Directive 1
List every place or business named in the blog post.
Directive 2
For each statement, answer yes or no according to the blog post, and quote the words that decide it: (a) The writer met someone from Copenhagen the other night. (b) The heater is working properly. (c) The trip to Alameda was made to visit a bookstore.
Directive 3
Copy the blog post word for word from "people waiting in" to "heart (awwwwwwww, right?)".

Extract
Start

Sunday, March 07, 2004



My Name is Adelpho

not really, but wouldn't that be cool if i was named adelpho?

I really do think it would be extra cool.

I've also learned that attempting to go to Peets in the morning before i drive off to San Jose to work is pretty much an impossibility. Why didn't i think of that before?


it's a rough situation. for sure.
people waiting in a long-ass line. it's bullshit.

this heater that's supposed to be working but doesn't also sucks.
I tell you, it's just not fair.

I met someone from Copenhagen the other night.
She told me a long and fairly detailed story concerning the fact that she's got a broken heart (awwwwwwww, right?)
what is it about my face that says "you can tell me a long detailed story, and i will listen."? not to say that i don't like it.
in fact, i rather do enjoy it.

but i sometimes wonder what it is about me, you know?
i have a caring look in mine eye?
maybe so.
or maybe it's my glowing aura, shining light on you from above.

enchanted. enchanting too, no?


so earlier this fine evening, ms. tina b and i traveled to a distant land called Alameda, a wondrous place overflowing with milk, honey and biscuits. we traveled this distance to visit an important place: the video store.
Video Maniacs to be precise.

And this fucker who works behind the counter is one of those classic video store clerks, the guys that know every single damn frame of every damn movie that's come out in the last 50 or so years. geeky surly fuck who gives you attitude if you don't have your card with you. or slams the cases down when he's a bit distressed.

End

Information given
Start

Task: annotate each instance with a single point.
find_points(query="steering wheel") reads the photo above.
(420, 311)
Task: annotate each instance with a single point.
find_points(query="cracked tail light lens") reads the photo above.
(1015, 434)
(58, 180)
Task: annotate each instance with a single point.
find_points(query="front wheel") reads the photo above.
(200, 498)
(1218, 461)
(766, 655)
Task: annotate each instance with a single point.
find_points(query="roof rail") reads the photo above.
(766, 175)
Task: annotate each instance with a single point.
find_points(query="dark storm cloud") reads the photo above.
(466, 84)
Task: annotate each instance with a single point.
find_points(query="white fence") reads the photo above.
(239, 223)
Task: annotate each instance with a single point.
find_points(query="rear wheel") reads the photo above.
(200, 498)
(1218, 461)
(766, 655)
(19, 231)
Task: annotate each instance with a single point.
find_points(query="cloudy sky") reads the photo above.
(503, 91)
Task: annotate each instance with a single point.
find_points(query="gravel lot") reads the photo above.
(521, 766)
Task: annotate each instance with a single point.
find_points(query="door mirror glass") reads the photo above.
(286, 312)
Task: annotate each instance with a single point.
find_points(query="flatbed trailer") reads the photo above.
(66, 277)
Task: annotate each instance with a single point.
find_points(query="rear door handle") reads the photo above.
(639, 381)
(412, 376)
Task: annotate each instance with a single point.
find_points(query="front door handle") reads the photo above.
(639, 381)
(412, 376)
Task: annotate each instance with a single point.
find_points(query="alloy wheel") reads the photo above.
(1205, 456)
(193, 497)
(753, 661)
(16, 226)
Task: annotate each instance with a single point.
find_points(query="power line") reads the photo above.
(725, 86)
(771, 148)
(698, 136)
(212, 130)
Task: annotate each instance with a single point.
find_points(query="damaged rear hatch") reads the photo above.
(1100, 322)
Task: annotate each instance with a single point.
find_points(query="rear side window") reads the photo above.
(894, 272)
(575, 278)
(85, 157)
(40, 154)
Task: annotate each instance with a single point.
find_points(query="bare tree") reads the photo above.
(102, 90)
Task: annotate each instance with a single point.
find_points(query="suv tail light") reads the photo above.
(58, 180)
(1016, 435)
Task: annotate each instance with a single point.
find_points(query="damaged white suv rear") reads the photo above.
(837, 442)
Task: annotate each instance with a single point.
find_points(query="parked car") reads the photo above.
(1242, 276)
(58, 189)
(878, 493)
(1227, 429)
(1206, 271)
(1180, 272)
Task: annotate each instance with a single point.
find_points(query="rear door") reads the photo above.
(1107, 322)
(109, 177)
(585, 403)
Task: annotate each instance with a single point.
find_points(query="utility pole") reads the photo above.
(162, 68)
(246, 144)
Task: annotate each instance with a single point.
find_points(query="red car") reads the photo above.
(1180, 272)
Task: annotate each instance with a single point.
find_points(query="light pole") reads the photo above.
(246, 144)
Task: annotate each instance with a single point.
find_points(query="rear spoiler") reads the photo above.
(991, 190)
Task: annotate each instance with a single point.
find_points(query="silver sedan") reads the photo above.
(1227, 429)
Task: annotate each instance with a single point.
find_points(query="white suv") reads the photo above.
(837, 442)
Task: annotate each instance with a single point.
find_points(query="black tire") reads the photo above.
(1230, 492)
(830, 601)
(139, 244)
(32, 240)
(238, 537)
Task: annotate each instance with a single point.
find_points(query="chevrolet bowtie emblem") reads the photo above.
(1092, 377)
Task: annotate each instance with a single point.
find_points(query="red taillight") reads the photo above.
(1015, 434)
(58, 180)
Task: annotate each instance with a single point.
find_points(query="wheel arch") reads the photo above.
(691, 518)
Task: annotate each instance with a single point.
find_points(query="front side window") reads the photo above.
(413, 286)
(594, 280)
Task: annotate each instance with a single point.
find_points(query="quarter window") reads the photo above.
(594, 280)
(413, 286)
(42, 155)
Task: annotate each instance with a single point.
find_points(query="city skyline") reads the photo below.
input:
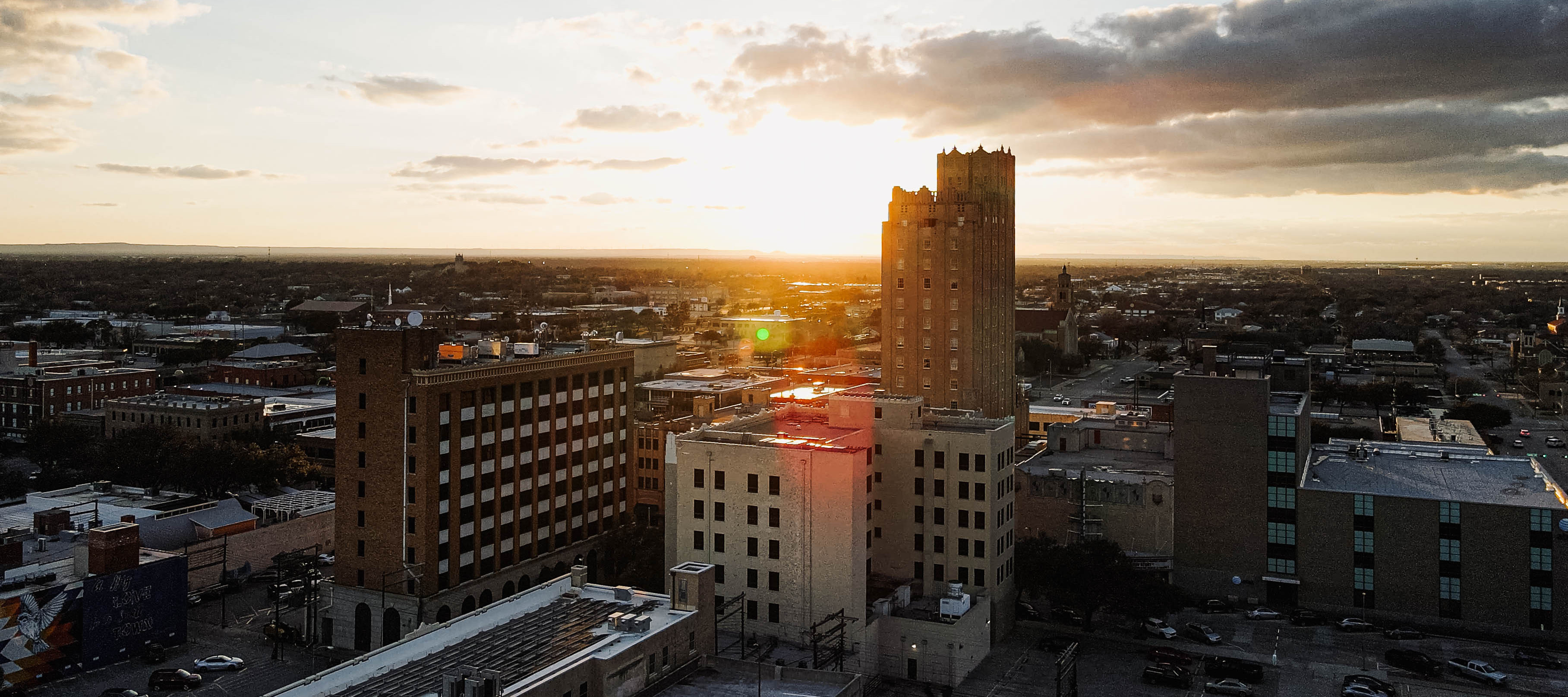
(1166, 131)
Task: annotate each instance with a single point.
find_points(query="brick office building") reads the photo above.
(463, 481)
(948, 267)
(1239, 447)
(1437, 535)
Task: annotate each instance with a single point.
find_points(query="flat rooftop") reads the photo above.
(1439, 431)
(1420, 470)
(1101, 461)
(523, 637)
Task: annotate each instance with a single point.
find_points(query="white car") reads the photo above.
(1263, 615)
(220, 663)
(1159, 629)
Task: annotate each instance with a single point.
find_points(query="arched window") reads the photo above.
(391, 627)
(363, 627)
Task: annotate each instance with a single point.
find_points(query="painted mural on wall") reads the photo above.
(126, 612)
(40, 635)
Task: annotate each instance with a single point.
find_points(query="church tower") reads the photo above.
(948, 286)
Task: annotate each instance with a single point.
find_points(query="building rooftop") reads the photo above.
(1448, 472)
(1382, 345)
(272, 351)
(1439, 431)
(186, 401)
(527, 638)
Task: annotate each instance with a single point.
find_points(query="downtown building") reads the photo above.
(463, 481)
(1437, 535)
(896, 516)
(948, 268)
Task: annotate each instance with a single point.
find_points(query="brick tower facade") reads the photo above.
(948, 286)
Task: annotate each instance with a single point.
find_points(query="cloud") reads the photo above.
(1440, 95)
(639, 76)
(599, 198)
(35, 123)
(402, 90)
(448, 168)
(631, 120)
(639, 165)
(195, 171)
(444, 168)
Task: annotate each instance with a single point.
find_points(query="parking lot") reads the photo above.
(247, 610)
(1299, 662)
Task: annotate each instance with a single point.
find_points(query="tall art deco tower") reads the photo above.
(948, 286)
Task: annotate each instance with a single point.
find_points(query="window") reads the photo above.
(1281, 426)
(1363, 503)
(1448, 550)
(1283, 463)
(1281, 533)
(1281, 497)
(1540, 558)
(1363, 580)
(1448, 588)
(1363, 541)
(1540, 520)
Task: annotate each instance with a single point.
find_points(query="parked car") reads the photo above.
(1405, 634)
(1202, 634)
(1026, 612)
(1357, 690)
(1354, 624)
(1233, 668)
(1305, 618)
(173, 679)
(1228, 687)
(1415, 662)
(220, 663)
(1067, 616)
(1536, 657)
(1159, 629)
(1478, 671)
(1371, 682)
(1174, 657)
(1169, 676)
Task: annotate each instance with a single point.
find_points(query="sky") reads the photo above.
(1303, 129)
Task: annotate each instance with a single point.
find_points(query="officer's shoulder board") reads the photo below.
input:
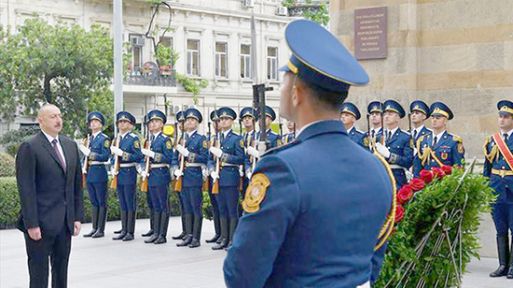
(405, 132)
(281, 148)
(255, 193)
(457, 138)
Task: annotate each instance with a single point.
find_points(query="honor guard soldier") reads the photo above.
(212, 137)
(419, 113)
(273, 138)
(126, 152)
(180, 119)
(395, 145)
(249, 118)
(498, 167)
(289, 137)
(96, 152)
(229, 156)
(160, 154)
(349, 114)
(375, 111)
(440, 147)
(140, 168)
(304, 197)
(194, 151)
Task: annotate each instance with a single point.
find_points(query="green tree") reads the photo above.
(66, 66)
(316, 11)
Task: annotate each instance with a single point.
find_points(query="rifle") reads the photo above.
(85, 165)
(215, 184)
(259, 104)
(114, 182)
(179, 180)
(147, 145)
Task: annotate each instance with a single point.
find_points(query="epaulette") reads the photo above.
(456, 138)
(281, 148)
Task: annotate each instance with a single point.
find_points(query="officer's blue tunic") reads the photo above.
(127, 177)
(304, 234)
(193, 176)
(401, 147)
(448, 149)
(502, 212)
(158, 181)
(96, 177)
(229, 178)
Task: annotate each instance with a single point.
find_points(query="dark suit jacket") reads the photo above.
(50, 196)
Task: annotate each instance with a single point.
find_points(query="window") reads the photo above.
(272, 63)
(193, 57)
(137, 43)
(221, 59)
(245, 61)
(168, 42)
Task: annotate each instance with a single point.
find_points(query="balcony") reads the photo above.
(150, 78)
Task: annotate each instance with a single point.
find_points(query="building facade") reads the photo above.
(456, 51)
(211, 37)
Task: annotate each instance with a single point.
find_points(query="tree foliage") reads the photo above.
(66, 66)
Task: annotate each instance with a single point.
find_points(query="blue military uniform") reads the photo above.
(299, 208)
(400, 144)
(446, 150)
(273, 139)
(500, 172)
(249, 138)
(130, 144)
(96, 177)
(213, 199)
(180, 119)
(422, 107)
(159, 179)
(373, 133)
(196, 145)
(232, 146)
(354, 134)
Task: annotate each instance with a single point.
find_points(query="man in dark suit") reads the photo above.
(49, 180)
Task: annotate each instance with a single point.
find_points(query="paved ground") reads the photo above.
(106, 263)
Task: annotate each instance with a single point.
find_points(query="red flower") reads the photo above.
(426, 175)
(399, 213)
(447, 169)
(439, 173)
(417, 184)
(404, 194)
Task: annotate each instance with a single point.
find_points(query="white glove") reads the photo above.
(216, 151)
(178, 173)
(382, 150)
(86, 151)
(116, 151)
(148, 152)
(214, 175)
(113, 172)
(253, 152)
(182, 150)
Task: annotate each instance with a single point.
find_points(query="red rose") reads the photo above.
(417, 184)
(404, 194)
(399, 213)
(439, 173)
(426, 175)
(447, 169)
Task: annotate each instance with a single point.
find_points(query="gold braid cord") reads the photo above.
(493, 152)
(388, 227)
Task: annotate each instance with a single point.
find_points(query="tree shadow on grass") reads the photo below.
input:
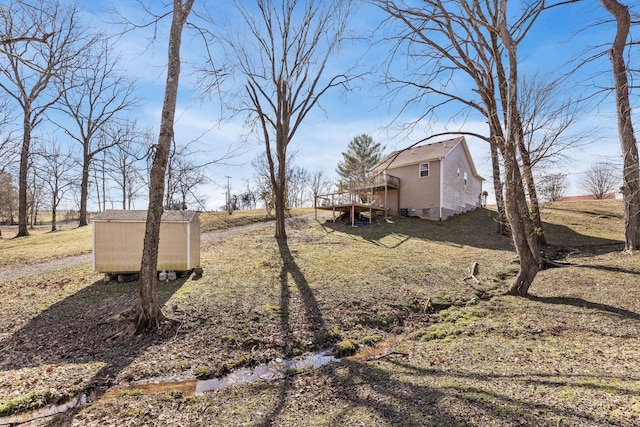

End

Written reply 1
Peets
San Jose
Copenhagen
Alameda
Video Maniacs

Written reply 2
(a) Yes: "I met someone from Copenhagen the other night."
(b) No: "this heater that's supposed to be working but doesn't also sucks."
(c) No: "we traveled this distance to visit an important place: the video store."

Written reply 3
people waiting in a long-ass line. it's bullshit.

this heater that's supposed to be working but doesn't also sucks.
I tell you, it's just not fair.

I met someone from Copenhagen the other night.
She told me a long and fairly detailed story concerning the fact that she's got a broken heart (awwwwwwww, right?)